Your assignment: Starting with the line that mentions "Where can you spot the chrome jaguar", repeat each line verbatim until the entries end, both ends included.

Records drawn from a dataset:
☆ ☆ ☆

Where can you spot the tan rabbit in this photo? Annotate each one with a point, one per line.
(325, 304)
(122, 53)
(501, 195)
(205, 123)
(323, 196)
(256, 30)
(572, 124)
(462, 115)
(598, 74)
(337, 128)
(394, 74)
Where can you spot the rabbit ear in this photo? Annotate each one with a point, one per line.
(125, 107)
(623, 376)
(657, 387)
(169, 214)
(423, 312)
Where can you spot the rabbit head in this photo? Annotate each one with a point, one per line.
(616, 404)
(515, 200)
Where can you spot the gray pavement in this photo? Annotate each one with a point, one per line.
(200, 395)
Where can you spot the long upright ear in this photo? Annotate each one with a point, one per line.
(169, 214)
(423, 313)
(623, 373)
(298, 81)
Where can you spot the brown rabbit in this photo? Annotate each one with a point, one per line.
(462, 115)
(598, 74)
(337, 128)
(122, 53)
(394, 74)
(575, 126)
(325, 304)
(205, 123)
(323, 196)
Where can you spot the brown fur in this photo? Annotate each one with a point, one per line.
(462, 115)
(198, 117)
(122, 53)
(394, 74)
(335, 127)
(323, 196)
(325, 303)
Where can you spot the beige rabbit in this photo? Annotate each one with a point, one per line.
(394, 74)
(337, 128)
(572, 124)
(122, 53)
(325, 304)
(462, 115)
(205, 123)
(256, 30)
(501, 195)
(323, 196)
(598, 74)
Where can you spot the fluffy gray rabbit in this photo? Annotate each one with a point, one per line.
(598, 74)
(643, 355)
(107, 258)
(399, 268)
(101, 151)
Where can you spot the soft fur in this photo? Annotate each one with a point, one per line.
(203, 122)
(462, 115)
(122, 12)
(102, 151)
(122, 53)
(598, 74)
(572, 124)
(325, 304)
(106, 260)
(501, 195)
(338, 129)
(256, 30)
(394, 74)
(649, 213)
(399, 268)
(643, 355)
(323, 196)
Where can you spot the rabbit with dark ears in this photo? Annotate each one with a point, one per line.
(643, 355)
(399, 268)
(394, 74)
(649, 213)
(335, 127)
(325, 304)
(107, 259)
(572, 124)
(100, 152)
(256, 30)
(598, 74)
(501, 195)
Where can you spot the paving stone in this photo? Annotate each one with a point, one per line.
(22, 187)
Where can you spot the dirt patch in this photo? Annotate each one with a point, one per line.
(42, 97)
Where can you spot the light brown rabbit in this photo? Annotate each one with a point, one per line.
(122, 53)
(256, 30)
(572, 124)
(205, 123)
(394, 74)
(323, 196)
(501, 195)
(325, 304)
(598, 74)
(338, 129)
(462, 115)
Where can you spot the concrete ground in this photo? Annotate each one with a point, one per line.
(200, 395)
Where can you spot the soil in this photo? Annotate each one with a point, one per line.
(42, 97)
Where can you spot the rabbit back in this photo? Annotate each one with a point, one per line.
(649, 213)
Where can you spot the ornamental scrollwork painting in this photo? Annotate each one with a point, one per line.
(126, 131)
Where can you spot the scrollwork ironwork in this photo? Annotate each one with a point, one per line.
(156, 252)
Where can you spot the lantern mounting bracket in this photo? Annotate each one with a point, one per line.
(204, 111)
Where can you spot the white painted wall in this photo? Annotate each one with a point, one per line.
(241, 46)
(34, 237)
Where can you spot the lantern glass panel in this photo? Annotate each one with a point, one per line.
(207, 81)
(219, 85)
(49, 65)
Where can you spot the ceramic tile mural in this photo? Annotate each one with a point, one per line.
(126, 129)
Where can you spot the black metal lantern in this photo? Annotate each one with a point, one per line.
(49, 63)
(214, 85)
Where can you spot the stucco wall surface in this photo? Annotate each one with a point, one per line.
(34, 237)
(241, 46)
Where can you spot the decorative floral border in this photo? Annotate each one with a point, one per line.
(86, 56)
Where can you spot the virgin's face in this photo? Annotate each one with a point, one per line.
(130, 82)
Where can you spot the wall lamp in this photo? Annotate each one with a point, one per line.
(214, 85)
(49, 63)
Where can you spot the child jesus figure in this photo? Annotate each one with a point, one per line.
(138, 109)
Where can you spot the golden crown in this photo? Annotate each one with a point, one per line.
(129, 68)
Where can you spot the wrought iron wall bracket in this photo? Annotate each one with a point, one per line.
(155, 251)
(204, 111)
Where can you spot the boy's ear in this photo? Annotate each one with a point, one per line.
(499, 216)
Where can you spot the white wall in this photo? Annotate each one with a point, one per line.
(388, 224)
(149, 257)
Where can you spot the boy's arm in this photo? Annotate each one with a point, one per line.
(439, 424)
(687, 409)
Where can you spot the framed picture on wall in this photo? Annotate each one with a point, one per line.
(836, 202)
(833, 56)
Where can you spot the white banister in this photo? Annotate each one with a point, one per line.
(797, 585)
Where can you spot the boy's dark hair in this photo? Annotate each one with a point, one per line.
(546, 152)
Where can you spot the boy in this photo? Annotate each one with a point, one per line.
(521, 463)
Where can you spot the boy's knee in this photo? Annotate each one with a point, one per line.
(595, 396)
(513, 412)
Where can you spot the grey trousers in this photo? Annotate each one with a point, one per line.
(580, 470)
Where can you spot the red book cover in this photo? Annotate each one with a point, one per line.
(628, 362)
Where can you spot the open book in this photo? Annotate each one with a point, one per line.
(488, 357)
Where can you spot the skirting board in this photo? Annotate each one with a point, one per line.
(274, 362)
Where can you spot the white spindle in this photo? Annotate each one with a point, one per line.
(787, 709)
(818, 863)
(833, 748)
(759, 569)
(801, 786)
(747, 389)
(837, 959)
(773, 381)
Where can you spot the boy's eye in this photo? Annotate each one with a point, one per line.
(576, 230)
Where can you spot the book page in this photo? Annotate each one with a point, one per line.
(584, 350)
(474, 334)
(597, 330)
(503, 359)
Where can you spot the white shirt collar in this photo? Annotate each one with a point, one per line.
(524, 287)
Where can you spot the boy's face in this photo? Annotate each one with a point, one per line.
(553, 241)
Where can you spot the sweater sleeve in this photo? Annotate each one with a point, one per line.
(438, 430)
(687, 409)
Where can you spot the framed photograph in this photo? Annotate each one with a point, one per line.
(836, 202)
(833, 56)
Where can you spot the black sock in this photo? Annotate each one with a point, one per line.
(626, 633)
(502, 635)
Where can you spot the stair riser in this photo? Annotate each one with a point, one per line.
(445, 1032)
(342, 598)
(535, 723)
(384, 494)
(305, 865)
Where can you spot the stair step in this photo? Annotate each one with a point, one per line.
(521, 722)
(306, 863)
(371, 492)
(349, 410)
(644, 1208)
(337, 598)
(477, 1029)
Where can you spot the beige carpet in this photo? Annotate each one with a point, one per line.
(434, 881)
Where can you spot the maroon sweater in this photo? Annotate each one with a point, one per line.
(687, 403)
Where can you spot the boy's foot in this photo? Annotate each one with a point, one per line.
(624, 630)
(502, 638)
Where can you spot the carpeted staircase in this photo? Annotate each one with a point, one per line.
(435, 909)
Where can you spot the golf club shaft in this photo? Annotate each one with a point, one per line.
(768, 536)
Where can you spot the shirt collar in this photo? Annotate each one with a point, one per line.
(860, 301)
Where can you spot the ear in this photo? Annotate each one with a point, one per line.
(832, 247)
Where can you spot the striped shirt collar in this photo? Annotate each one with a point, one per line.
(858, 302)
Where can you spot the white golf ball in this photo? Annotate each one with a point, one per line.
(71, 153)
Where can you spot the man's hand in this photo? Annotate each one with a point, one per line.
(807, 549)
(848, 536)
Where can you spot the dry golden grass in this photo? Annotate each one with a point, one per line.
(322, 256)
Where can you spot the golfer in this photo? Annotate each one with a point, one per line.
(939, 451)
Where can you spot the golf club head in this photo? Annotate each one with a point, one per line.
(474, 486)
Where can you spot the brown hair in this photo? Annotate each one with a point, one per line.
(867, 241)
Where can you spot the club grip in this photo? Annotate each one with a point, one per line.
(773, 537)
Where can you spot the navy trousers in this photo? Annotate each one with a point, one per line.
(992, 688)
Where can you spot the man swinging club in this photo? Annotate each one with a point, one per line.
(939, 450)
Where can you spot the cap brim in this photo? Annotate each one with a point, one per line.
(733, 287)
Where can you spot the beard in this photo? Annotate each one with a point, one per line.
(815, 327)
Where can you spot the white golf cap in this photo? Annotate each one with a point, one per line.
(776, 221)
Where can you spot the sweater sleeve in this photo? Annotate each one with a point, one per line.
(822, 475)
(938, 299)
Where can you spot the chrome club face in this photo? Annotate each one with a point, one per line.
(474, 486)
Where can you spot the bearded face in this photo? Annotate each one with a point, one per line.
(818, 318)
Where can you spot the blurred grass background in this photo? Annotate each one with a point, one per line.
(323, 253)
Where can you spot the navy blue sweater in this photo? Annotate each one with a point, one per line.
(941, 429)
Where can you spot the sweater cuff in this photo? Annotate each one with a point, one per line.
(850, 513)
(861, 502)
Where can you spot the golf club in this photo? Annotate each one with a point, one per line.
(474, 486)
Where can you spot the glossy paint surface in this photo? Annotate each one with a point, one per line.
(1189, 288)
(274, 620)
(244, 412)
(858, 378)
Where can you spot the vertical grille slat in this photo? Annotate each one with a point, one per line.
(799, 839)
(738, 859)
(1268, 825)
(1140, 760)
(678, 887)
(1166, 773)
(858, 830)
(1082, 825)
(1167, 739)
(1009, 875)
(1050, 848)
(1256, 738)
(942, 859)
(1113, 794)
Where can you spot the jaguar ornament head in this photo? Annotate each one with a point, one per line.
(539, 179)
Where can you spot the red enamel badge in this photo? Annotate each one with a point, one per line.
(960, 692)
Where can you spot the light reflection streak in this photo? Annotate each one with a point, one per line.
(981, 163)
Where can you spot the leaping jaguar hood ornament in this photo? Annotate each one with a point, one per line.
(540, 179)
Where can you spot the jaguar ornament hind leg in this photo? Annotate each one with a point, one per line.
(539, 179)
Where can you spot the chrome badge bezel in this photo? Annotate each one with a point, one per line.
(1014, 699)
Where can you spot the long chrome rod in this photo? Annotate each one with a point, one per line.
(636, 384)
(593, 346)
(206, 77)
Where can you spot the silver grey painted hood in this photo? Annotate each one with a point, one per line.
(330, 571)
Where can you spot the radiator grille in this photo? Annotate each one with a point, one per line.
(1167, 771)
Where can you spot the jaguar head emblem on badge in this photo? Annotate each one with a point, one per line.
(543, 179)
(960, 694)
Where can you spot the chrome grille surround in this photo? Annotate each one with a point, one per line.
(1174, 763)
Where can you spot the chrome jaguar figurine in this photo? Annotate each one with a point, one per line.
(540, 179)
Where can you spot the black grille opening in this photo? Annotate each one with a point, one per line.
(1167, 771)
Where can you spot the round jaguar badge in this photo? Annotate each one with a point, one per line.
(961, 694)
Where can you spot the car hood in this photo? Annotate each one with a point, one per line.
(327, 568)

☆ ☆ ☆

Output of the task:
Where can you spot the chrome jaguar figurine in this photo? Annotate each one with a point, one per line.
(540, 179)
Where can you spot the black grille opening in this photo? Annotate each one with a point, one per line.
(1167, 771)
Where can you spot the round jaguar badge in this photo? Annotate each one with a point, one per line.
(961, 694)
Where can you spot the car hood in this photo? Annotate each one with a point, one per line.
(327, 568)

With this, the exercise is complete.